#### RECORD EXCERPTS ####
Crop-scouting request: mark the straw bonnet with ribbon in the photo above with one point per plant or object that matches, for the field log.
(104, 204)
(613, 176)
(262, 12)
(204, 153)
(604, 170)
####
- WORK ORDER:
Output each line of the entries exactly, so that nothing is lost.

- ANSWER SPACE:
Crop-scouting request: mark the straw bonnet with ribbon in the photo above with one point per plant or object that matches, for the field log.
(104, 204)
(613, 176)
(262, 12)
(204, 153)
(604, 170)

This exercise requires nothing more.